* _Selected extract_
Brussels to Launch EU Hydrogen Fuel Partnership
Later today, EU officials are reportedly set to announce the details of a new initiative to develop hydrogen fuel technologies in accordance with plans to see the bloc become carbon neutral by 2050.
Plans for a “clean hydrogen alliance” are said to be in the works, as well as a new industrial strategy for Europe to follow the precedent set by the launch of the European Battery Alliance last year. The latter was cleared to receive €3.2 billion in public funds.
As an EU official told UK media, clean hydrogen stands to become a vital resource for energy-hungry sectors such as transport, aviation and heavy industry. Given the growth of hydrogen sectors elsewhere, such as in China and Japan, the alliance represents a proactive move by Brussels to tackle global competition head-on, and is set to deploy a range of trade, procurement and competition policies.

[Collected data entries]

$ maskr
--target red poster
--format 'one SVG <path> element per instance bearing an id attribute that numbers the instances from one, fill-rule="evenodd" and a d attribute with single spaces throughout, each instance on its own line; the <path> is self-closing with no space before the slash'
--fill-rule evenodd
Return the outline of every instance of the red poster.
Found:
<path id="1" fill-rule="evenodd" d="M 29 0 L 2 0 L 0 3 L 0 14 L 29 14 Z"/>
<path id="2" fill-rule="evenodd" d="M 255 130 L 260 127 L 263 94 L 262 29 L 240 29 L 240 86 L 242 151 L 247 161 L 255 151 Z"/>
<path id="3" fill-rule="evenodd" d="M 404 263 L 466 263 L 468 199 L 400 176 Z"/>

* _Exercise brief_
In the article on the EU hydrogen partnership, rewrite the passage from "As an EU official" to "and competition policies.", replacing "head-on" with "directly".

* _Exercise answer_
As an EU official told UK media, clean hydrogen stands to become a vital resource for energy-hungry sectors such as transport, aviation and heavy industry. Given the growth of hydrogen sectors elsewhere, such as in China and Japan, the alliance represents a proactive move by Brussels to tackle global competition directly, and is set to deploy a range of trade, procurement and competition policies.